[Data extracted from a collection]
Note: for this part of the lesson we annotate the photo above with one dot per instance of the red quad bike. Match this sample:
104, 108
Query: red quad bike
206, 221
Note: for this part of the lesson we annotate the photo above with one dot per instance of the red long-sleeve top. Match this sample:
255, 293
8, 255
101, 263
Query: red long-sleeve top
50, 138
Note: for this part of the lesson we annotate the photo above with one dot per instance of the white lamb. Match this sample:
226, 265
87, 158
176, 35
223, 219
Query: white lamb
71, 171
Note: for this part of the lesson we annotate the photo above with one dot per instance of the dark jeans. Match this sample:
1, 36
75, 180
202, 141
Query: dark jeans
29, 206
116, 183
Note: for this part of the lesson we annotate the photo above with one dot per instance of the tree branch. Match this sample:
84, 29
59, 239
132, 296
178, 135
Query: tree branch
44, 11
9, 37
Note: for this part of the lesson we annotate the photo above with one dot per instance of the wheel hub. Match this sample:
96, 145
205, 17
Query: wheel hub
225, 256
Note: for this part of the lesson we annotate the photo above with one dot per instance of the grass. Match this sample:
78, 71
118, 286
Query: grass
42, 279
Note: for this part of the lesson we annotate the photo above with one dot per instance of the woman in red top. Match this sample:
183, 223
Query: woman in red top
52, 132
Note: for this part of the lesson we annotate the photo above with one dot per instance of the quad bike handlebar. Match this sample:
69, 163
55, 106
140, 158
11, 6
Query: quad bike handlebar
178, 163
==
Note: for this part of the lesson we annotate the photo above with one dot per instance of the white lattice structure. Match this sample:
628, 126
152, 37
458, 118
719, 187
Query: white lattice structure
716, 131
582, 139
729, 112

• INSTRUCTIONS TO FOLLOW:
Count the lines in the listing above that contain the string "sample". Reply with the number only.

• RESPONSE TO THIS TASK:
10